Exercise aim -> Write out the part that opens with the line containing "Target: white t-shirt" and closes with the line containing "39 76 L 45 77", replacing "Segment" with "Outline" and keeping everything else the same.

Task data ->
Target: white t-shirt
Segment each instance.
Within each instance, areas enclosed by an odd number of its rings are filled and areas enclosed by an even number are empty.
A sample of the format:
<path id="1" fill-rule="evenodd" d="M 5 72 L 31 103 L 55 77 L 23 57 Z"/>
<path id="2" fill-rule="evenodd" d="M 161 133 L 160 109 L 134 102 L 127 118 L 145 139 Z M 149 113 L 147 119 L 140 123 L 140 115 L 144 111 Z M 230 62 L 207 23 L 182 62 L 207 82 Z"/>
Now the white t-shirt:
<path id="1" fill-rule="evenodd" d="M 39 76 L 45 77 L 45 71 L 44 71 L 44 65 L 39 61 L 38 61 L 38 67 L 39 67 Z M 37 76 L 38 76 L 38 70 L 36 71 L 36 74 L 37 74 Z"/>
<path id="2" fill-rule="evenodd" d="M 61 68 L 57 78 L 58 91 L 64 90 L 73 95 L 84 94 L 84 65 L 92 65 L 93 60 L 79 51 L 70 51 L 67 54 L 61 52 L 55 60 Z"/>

==

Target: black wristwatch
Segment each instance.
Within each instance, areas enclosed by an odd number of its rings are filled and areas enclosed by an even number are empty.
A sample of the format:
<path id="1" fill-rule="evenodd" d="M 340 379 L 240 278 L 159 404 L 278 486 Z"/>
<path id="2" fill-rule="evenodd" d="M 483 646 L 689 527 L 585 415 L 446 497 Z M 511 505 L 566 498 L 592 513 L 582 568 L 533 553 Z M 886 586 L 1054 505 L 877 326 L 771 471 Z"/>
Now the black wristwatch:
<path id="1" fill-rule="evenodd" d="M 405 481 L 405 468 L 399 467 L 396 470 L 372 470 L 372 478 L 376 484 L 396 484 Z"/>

---

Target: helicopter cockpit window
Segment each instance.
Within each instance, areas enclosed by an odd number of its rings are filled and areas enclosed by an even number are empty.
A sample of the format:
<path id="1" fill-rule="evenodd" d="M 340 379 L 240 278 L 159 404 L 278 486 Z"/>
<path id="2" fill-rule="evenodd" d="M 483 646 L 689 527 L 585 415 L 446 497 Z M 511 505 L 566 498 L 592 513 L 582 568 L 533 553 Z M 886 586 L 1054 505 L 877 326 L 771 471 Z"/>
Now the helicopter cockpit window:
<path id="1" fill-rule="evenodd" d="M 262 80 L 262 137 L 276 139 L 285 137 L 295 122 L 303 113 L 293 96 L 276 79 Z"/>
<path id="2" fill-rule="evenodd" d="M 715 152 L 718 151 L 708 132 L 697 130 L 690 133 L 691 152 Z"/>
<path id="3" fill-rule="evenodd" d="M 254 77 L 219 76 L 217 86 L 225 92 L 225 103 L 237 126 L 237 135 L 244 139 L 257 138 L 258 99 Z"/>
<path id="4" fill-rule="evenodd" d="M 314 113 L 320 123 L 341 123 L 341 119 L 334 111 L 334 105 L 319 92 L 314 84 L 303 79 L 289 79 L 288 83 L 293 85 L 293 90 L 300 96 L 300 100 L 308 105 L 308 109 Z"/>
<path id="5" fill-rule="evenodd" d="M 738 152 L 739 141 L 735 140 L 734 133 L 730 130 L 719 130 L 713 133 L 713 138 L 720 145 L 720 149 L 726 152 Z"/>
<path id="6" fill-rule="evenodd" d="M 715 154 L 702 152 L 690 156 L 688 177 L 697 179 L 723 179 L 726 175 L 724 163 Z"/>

Correct response ->
Target: white t-shirt
Outline each instance.
Within each instance, areas enclosed by an odd number of its rings are filled and areas enclosed by an even number are empty.
A sample of the format:
<path id="1" fill-rule="evenodd" d="M 5 72 L 31 103 L 55 77 L 23 57 Z"/>
<path id="2" fill-rule="evenodd" d="M 161 133 L 160 109 L 134 102 L 127 118 L 145 139 Z M 149 113 L 147 119 L 140 123 L 140 115 L 144 111 Z M 230 62 L 207 23 L 182 62 L 207 82 Z"/>
Now the white t-shirt:
<path id="1" fill-rule="evenodd" d="M 39 76 L 45 77 L 45 71 L 44 71 L 44 65 L 39 61 L 38 61 L 38 67 L 39 67 Z M 37 76 L 38 76 L 38 70 L 36 71 L 36 74 L 37 74 Z"/>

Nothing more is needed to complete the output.